**Page**

════════

2. Term. The term of
this Agreement shall commence upon the Closing Date
(as such term is defined in the Asset
Purchase Agreement) and shall continue in
perpetuity.
3.
Retained Rights.
(a) Further to the Asset Purchase Agreement, Popeil shall retain
the
following worldwide royalty-free perpetual
exclusive rights in and to the Marks
(collectively, the "Retained Rights"):
(i) Popeil or his designees will have the right to use the
Marks and/or license the Marks to any third
party for use in connection with any
Exempted Works, as such term is defined in
the New Product Development
Agreement, and any products or works
derived or resulting from such Exempted
Works;
(ii) Popeil or his designees will have the right to use and
license the phrase "invented by Ron Popeil"

════════

**Stored rows**

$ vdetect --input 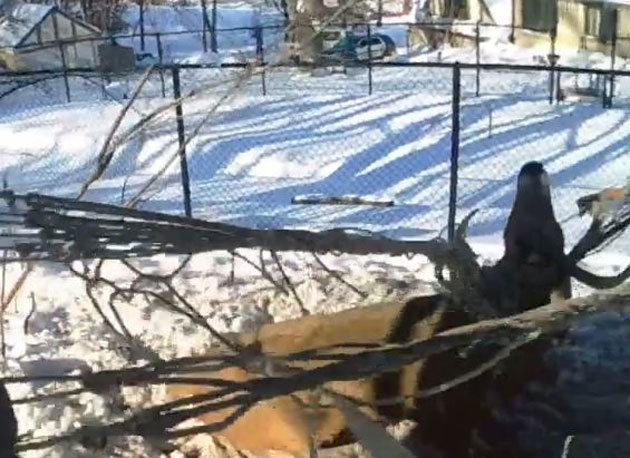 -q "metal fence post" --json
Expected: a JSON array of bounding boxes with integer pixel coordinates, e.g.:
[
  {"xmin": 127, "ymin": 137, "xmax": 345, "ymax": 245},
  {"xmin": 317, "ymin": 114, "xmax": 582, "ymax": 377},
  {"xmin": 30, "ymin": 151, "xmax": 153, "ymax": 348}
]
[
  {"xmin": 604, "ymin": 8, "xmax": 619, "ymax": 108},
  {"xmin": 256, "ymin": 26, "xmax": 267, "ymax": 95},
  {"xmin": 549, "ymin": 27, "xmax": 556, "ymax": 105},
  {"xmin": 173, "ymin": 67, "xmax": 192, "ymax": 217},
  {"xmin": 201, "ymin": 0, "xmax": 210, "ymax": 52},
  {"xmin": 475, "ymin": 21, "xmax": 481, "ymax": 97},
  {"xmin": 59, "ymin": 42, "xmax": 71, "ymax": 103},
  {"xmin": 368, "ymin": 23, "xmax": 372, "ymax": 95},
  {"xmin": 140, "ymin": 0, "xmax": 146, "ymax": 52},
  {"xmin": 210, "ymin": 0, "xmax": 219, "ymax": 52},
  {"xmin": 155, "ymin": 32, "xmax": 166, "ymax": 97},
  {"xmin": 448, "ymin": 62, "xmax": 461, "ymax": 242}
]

════════

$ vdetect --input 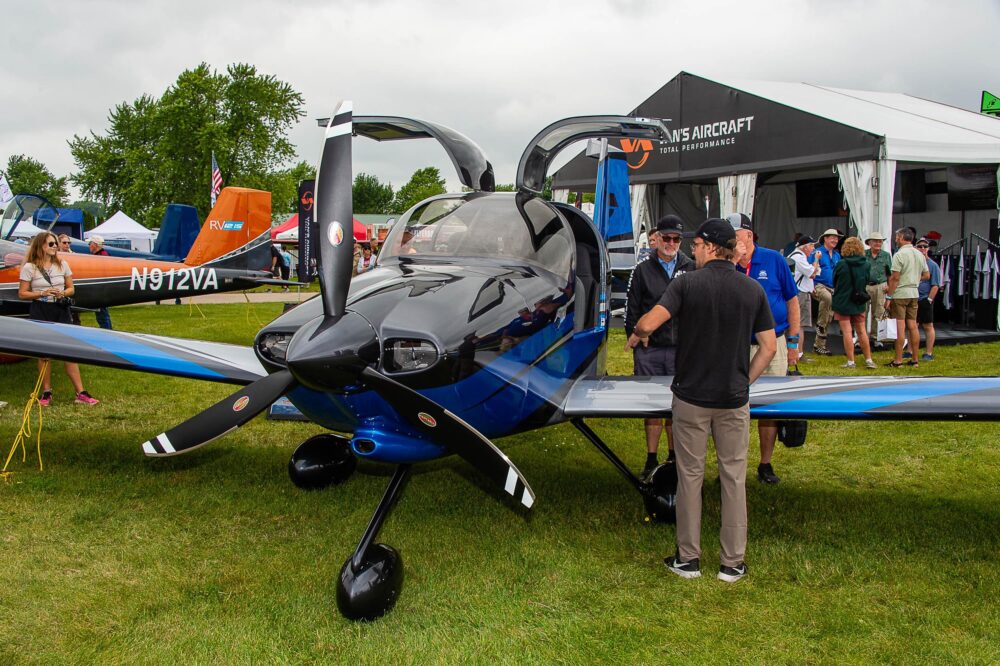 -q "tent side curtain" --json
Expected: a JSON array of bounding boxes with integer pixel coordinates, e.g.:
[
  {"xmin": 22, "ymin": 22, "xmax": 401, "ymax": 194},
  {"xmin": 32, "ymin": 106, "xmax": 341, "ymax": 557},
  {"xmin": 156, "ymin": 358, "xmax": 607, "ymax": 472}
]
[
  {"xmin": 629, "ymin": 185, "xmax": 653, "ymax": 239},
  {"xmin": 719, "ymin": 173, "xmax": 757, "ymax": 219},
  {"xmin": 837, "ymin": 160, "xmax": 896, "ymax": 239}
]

════════

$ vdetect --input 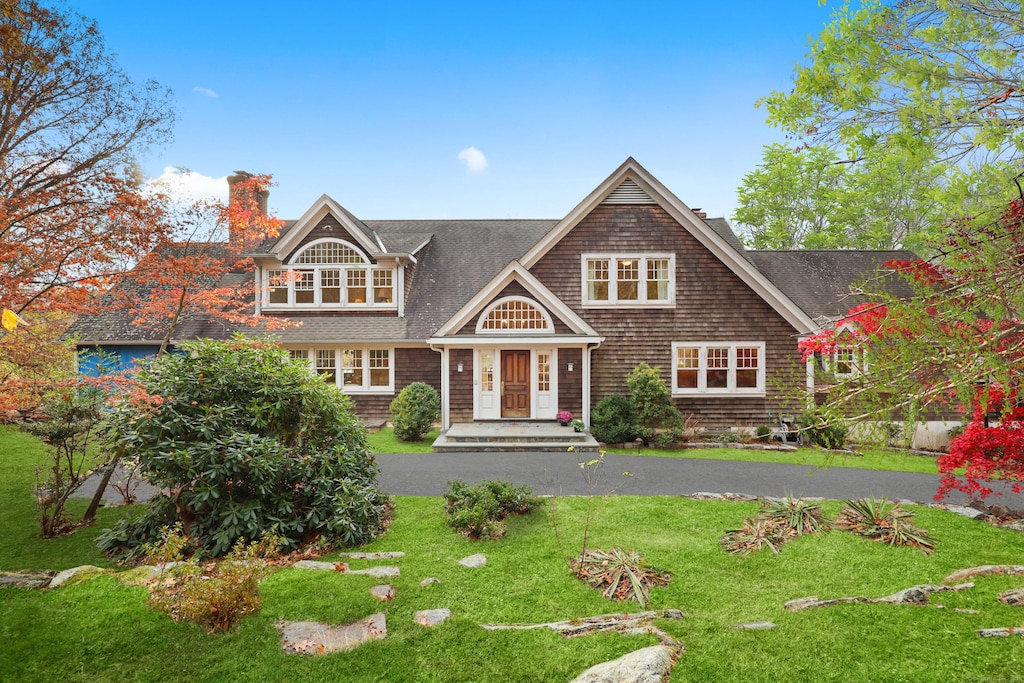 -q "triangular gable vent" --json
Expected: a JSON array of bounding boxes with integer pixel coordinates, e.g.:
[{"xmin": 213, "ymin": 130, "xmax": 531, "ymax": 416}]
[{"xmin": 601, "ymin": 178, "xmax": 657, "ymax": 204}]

════════

**What the exercise asks**
In the agreement text, when does the term of the Agreement commence?

**Answer to this problem**
It commences upon the Closing Date, as that term is defined in the Asset Purchase Agreement.